### PROVIDED TEXT
Either way, they typically have only one of two options in mind for their business when that day comes:

              1. Create a business that runs on its own and provides its owner with consistent cash flow — one with very little dependence on owners being present to accomplish growth.
              2. Sell the business to an outside investor for a nice valuation, based on a multiple of the practice’s revenue or earnings.

Whether it’s the automated cash flow machine you want or a sell out, both of these strategies would be a great option for a successful advisor to have in order to live the retirement years they’ve always dreamed of.

Related: Have business, will retire (or maybe not)

But nine times out of 10, these businesspeople either end up with a practice that is much more dependent on them than they expected, forcing them to work and not retire at all. Or the valuation they get on their business and what they thought it would be worth, are miles apart.

I spoke with a successful financial advisor recently  — let’s refer to him as “Mike” — who was at this point in his life.  He was reaching retirement age and was very proud of the business he had built over the last 30 years. He knew all of the blood, sweat and tears it took to build his business. He was sure the business would be very attractive to buyers, and expected to get a high valuation for it. Besides, he had heard, the bigger the business, the higher the multiple he would get… right?

Unfortunately, outside investors had another opinion on what his company was worth.

Related: The business succession plan: Do your clients have one?

An earn-out vs. a sale

I asked Mike  two simple questions: “If you left your business for two months, would it run by itself? Would it be able to grow on its own?”

His answer? “No.”

This highlights one of the biggest fallacies regarding the time when an advisor tries to sell his or her business. Most believe they can sell their business for cash and sail off into the sunset. Many advisor practices, however, are reliant on the business owner, making it very hard to sell.

Rather than a sellout, in almost every one of these situations, the purchase comes in the form of an ‘earn-out.’ An earn-out, on the surface, is much like a sale. An investor gives you a cash multiple on your business. However, since it’s an earn-out, the deal requires you to stay on as an employee for a minimum of two years or more. This effectively takes you from owning a business that you built, to working as an employee in the business you built but no longer own, which is far different from being retired.

Does that sound like a good idea to you? Welcome to the world of earn-outs.

### RECORDS
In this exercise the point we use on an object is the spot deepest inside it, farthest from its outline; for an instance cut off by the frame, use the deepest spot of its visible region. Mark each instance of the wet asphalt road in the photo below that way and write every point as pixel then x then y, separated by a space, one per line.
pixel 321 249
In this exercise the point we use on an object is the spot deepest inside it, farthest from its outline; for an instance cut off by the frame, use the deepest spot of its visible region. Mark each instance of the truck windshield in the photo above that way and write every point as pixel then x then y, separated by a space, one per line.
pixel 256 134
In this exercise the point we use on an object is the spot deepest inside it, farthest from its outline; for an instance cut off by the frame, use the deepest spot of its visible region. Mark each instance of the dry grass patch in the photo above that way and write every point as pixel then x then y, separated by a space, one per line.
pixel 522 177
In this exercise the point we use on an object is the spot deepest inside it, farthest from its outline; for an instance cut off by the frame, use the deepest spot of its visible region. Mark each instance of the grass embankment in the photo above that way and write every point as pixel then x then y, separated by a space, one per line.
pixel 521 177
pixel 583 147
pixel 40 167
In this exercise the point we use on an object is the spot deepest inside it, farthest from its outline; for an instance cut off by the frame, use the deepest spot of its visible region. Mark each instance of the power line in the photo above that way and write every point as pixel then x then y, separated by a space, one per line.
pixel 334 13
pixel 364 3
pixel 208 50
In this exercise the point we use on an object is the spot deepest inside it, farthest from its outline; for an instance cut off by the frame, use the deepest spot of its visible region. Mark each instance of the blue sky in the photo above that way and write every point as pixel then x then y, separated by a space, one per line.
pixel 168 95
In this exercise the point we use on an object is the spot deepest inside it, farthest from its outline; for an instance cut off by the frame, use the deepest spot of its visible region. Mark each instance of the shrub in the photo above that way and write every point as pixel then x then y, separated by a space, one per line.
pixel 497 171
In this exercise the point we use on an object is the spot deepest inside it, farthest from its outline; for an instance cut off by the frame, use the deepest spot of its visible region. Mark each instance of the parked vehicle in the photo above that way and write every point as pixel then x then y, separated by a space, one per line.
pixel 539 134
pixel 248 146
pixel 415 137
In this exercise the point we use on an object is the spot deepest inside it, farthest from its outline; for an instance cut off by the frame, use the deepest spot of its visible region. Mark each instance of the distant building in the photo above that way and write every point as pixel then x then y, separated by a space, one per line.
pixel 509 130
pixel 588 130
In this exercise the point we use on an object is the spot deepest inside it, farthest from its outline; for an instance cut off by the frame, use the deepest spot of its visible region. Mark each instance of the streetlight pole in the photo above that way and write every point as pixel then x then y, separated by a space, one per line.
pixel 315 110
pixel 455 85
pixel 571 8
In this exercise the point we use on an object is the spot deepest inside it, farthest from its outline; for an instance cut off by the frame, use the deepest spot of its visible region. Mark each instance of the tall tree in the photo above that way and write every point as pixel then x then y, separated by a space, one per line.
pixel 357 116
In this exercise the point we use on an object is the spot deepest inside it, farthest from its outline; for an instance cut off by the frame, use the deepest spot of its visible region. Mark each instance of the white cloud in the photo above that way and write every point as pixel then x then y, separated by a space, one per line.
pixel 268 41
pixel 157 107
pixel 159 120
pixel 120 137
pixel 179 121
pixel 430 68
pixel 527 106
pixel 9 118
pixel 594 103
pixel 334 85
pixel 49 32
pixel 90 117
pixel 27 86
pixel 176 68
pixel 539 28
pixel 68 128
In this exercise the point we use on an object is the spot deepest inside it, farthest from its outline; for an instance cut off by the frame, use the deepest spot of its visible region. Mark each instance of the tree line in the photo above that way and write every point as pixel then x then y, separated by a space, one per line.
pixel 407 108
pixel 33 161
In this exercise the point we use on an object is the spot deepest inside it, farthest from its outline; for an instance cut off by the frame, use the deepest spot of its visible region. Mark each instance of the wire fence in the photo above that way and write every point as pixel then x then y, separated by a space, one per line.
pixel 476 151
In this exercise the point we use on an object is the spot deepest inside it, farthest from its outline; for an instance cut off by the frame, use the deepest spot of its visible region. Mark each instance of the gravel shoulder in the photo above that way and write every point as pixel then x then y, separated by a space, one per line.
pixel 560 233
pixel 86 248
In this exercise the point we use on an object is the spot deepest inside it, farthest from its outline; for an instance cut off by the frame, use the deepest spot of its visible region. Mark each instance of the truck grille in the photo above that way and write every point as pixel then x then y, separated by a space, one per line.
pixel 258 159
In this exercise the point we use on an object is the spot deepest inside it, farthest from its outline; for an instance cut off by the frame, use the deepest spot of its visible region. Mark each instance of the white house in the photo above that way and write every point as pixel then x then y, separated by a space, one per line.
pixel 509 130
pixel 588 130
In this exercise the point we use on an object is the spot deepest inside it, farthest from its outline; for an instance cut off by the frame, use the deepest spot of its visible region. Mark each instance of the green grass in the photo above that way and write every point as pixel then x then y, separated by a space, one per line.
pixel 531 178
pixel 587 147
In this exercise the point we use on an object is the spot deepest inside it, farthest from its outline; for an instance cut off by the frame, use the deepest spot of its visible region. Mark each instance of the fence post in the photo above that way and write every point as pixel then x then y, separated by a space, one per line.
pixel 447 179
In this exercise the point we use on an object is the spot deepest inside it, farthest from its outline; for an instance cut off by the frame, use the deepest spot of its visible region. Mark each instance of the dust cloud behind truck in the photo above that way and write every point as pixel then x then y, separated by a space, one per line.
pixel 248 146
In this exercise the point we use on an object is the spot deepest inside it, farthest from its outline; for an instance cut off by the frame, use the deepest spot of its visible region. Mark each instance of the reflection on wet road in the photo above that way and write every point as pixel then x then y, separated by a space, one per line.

### WHAT YOU ARE ASKED TO DO
Reproduce the passage of the article on selling an advisory business starting at "1. Create a" and ending at "to accomplish growth.". The lines stand apart from the article on selling an advisory business and are independent material.

### TASK OUTPUT
1. Create a business that runs on its own and provides its owner with consistent cash flow — one with very little dependence on owners being present to accomplish growth.